Copy every one of the entries below line for line, changing nothing.

● MATERIALS PROVIDED
◆ ◆ ◆ ◆ ◆

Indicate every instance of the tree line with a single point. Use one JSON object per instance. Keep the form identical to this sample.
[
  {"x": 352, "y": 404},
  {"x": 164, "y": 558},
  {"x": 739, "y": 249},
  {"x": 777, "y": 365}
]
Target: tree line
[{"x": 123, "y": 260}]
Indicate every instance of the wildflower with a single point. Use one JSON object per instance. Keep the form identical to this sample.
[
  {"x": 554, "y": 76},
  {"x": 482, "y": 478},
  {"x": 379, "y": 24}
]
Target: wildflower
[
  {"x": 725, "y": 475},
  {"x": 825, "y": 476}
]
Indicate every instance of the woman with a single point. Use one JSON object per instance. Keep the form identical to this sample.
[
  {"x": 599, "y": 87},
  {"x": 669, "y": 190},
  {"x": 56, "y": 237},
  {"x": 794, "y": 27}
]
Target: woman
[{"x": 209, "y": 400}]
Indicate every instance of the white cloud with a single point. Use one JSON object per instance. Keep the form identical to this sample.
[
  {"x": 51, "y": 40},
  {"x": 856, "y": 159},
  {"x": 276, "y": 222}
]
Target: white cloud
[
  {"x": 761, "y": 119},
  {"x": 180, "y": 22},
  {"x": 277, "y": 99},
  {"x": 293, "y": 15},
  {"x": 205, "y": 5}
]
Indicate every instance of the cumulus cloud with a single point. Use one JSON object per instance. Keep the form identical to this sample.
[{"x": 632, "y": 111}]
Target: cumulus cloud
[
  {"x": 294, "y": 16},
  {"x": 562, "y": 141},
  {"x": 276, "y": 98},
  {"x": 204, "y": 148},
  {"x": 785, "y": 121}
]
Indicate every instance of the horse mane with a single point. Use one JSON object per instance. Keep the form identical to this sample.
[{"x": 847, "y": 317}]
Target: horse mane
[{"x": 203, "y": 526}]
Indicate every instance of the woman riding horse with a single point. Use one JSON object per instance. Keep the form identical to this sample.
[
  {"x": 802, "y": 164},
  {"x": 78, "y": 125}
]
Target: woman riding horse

◆ ◆ ◆ ◆ ◆

● SOLUTION FOR THIS TASK
Indicate every instance of the tree line with a single point. Use one JSON object per instance. Keep the form identical to this sample.
[
  {"x": 352, "y": 404},
  {"x": 164, "y": 558},
  {"x": 739, "y": 249},
  {"x": 777, "y": 365}
]
Target: tree line
[{"x": 123, "y": 260}]
Indicate every instance of the wildflower with a single point. Use one JSON object per instance. Keep the form identical to this sample.
[
  {"x": 554, "y": 76},
  {"x": 482, "y": 478},
  {"x": 379, "y": 24}
]
Target: wildflower
[
  {"x": 725, "y": 475},
  {"x": 825, "y": 476}
]
Indicate every instance of the woman with a single point. Use one JSON object per instance. Keep the form identical to this sample.
[
  {"x": 599, "y": 87},
  {"x": 669, "y": 190},
  {"x": 56, "y": 237},
  {"x": 794, "y": 27}
]
Target: woman
[{"x": 209, "y": 400}]
Indicate every instance of the white cloud with a single point. Use one JSON object per instance. Keep the form identical to this sample.
[
  {"x": 51, "y": 40},
  {"x": 856, "y": 159},
  {"x": 276, "y": 222}
]
Target: white cloud
[
  {"x": 761, "y": 119},
  {"x": 180, "y": 22},
  {"x": 277, "y": 99},
  {"x": 293, "y": 15},
  {"x": 205, "y": 5}
]
Indicate every instance of the cumulus cloud with a single point. Use one JSON object per instance. Keep the form identical to this sample.
[{"x": 632, "y": 111}]
Target: cumulus cloud
[
  {"x": 294, "y": 16},
  {"x": 562, "y": 141},
  {"x": 276, "y": 98},
  {"x": 204, "y": 148},
  {"x": 785, "y": 121}
]
Indicate every instance of the horse mane with a single point. Use one JSON object per instance. Keep the form identical to this sample.
[{"x": 847, "y": 317}]
Target: horse mane
[{"x": 203, "y": 526}]
Indicate every instance of the woman riding horse with a single point. Use one JSON object per instance. Keep the form identical to this sample.
[
  {"x": 802, "y": 164},
  {"x": 78, "y": 125}
]
Target: woman riding horse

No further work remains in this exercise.